- _What you will do_:
Count the lines in the data below that contain the string "rear", treating uppercase and lowercase as different. Reply with the number alone.

Dataset entries:
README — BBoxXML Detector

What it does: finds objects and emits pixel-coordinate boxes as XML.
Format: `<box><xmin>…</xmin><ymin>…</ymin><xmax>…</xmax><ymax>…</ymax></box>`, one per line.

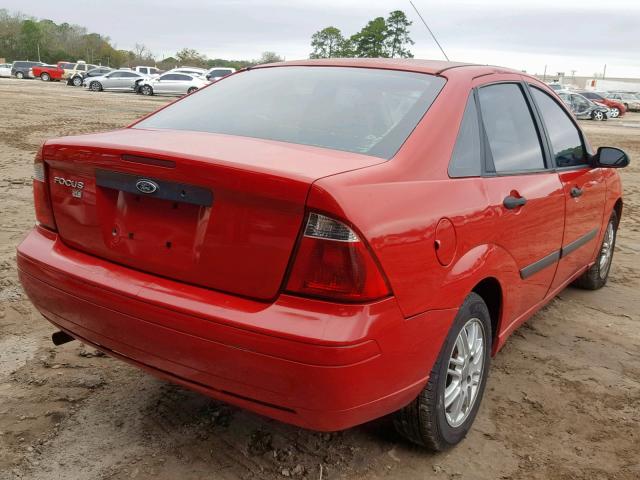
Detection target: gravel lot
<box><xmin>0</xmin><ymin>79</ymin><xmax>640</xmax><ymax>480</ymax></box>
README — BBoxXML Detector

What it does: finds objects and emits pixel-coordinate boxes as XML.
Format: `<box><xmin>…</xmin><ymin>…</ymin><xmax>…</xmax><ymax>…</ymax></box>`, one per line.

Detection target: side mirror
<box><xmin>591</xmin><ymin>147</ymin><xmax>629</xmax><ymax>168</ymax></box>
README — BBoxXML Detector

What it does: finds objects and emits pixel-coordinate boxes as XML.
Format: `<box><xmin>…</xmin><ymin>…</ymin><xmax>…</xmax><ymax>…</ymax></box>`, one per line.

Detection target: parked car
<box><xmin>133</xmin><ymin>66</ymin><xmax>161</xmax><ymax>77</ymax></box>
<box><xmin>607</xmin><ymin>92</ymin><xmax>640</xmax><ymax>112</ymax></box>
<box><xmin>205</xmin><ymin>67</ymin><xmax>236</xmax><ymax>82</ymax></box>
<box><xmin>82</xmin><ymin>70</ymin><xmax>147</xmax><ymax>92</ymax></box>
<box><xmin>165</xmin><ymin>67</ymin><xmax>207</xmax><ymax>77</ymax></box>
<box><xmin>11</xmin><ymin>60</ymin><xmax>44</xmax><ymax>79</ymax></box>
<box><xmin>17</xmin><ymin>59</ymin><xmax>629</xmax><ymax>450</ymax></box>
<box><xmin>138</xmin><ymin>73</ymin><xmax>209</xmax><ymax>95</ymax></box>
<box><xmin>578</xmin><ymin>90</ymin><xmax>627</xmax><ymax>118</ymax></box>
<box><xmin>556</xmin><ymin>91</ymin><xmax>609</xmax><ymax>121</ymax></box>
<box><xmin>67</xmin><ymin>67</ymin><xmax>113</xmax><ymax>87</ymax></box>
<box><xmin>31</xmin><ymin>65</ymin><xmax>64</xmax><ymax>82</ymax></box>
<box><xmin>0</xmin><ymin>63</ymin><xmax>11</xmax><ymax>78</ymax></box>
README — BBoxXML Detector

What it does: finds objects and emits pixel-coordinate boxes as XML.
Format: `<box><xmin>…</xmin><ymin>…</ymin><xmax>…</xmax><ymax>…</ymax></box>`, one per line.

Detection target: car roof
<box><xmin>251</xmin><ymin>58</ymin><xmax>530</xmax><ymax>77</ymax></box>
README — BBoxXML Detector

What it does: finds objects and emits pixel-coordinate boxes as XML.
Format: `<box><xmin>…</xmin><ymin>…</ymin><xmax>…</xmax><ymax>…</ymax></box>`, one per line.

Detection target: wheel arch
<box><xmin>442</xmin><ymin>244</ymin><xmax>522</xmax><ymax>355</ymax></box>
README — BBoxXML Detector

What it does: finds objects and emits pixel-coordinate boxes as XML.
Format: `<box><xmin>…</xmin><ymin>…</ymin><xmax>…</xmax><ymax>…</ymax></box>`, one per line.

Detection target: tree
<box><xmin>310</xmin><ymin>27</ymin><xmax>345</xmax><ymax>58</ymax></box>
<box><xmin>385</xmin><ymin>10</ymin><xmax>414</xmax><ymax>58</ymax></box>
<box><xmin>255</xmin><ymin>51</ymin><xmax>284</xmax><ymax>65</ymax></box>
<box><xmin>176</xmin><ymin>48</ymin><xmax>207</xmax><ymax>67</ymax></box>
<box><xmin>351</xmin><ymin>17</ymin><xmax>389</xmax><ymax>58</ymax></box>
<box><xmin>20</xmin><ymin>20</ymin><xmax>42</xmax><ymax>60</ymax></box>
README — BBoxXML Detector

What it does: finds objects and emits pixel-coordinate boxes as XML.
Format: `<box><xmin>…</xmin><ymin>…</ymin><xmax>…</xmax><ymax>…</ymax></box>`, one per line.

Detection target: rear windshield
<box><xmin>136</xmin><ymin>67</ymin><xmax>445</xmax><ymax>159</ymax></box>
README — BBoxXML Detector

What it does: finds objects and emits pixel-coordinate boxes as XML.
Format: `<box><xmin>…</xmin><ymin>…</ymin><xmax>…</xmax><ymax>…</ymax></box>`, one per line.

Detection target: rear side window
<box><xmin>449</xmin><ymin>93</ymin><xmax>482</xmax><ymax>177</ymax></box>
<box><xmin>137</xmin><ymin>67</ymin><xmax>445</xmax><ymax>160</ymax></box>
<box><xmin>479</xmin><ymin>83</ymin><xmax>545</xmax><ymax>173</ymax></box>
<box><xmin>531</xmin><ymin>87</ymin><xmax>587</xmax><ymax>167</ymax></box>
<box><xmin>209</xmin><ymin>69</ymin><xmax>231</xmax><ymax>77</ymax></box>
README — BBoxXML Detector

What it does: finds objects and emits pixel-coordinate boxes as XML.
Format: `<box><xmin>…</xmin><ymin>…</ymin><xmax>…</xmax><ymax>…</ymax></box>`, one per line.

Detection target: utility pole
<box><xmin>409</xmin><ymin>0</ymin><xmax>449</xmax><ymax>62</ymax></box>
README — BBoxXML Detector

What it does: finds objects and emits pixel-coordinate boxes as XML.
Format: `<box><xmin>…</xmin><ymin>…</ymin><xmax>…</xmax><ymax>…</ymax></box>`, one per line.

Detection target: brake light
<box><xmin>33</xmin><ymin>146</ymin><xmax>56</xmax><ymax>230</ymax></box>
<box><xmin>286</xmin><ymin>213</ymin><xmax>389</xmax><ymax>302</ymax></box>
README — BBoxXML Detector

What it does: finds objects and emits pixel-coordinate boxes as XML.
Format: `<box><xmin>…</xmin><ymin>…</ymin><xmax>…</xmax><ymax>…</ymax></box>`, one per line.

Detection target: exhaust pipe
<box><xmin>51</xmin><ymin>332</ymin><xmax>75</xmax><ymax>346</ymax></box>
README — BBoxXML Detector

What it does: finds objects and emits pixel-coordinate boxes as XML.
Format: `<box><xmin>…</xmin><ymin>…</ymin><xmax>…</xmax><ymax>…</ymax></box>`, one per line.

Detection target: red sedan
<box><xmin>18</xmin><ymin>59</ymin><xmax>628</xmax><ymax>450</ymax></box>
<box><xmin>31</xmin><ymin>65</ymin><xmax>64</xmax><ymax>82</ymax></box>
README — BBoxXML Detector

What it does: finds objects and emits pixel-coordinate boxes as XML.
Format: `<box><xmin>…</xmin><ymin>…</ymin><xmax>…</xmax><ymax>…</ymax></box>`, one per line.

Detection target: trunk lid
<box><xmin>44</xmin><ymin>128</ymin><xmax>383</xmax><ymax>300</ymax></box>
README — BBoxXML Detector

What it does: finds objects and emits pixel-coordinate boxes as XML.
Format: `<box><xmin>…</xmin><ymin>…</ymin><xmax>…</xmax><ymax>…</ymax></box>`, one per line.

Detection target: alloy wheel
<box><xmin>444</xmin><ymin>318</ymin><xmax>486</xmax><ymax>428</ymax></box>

* * *

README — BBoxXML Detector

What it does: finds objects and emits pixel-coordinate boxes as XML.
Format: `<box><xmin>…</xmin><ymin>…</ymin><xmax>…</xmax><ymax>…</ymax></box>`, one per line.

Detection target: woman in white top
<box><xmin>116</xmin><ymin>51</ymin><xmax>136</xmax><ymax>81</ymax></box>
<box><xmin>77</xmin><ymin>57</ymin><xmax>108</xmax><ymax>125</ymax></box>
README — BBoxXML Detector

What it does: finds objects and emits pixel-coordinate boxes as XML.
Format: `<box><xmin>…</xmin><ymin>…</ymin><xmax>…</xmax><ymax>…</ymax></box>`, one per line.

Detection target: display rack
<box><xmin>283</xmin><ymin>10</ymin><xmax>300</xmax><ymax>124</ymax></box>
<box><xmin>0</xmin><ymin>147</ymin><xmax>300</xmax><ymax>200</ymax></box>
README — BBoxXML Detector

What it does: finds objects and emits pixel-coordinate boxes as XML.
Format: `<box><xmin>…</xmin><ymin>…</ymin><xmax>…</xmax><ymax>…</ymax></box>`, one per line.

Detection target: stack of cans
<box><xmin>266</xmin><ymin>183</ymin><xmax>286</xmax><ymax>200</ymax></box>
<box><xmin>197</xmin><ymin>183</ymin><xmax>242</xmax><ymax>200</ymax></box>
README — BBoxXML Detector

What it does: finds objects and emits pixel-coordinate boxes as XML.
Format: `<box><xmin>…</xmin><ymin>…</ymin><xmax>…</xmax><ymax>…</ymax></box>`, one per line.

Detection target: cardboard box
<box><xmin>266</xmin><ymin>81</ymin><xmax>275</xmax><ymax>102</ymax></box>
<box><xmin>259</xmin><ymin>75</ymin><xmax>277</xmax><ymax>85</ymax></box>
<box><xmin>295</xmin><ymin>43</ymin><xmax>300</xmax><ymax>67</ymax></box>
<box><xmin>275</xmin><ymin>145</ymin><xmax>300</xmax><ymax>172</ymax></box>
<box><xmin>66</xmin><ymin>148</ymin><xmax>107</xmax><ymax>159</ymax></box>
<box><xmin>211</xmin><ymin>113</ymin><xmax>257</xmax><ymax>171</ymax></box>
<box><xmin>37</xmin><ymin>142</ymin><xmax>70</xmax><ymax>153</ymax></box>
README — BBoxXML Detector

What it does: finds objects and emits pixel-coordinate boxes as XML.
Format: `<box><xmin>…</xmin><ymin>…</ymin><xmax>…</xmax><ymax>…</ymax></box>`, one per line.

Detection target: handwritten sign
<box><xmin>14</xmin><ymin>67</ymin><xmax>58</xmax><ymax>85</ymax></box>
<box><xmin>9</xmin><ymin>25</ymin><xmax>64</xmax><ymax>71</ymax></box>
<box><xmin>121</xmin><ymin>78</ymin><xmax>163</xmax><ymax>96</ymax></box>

...

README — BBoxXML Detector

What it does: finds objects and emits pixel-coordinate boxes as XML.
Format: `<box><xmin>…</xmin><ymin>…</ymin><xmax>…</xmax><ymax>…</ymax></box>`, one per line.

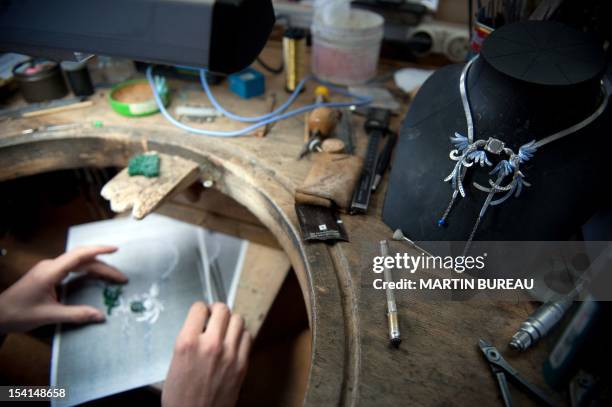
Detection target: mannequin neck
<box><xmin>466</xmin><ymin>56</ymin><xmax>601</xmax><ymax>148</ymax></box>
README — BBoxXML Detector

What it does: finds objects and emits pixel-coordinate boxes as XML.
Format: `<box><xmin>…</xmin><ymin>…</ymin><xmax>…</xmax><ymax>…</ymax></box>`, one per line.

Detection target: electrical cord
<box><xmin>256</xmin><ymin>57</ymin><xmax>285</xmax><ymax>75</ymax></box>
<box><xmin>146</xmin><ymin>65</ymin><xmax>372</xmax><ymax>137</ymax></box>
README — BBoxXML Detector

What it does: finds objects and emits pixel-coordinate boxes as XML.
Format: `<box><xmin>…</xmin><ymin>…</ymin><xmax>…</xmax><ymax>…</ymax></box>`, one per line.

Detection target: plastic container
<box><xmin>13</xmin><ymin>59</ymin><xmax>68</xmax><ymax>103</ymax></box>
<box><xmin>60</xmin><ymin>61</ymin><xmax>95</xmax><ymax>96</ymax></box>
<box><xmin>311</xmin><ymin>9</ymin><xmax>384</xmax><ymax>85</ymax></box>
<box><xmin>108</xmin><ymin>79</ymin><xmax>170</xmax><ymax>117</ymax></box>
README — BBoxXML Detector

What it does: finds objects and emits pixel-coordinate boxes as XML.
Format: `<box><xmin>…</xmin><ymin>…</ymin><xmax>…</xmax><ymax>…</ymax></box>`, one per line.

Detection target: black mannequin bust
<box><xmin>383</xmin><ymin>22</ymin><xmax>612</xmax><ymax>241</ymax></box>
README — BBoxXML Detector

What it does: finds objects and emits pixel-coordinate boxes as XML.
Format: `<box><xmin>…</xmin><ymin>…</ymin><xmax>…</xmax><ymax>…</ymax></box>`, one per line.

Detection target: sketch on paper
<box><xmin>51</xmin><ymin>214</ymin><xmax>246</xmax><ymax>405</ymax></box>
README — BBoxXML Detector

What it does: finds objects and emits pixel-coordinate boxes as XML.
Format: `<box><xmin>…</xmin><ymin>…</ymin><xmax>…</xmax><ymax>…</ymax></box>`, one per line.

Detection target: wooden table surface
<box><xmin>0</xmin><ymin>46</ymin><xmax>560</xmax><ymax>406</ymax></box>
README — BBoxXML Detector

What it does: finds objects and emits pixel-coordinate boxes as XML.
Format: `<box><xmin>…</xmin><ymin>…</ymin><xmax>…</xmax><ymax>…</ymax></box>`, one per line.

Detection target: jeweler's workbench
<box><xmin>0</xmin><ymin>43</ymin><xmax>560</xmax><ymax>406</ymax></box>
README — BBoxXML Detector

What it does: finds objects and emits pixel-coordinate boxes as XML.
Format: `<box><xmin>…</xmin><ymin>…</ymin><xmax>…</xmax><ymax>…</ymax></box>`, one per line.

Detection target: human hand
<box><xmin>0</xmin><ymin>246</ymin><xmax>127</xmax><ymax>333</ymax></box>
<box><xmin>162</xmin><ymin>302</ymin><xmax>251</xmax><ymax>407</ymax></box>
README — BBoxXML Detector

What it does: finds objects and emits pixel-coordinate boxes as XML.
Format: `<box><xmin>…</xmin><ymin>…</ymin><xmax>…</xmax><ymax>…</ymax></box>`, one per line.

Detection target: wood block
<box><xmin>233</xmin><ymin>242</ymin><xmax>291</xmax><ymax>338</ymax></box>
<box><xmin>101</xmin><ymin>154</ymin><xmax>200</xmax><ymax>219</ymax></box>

- _Task output_:
2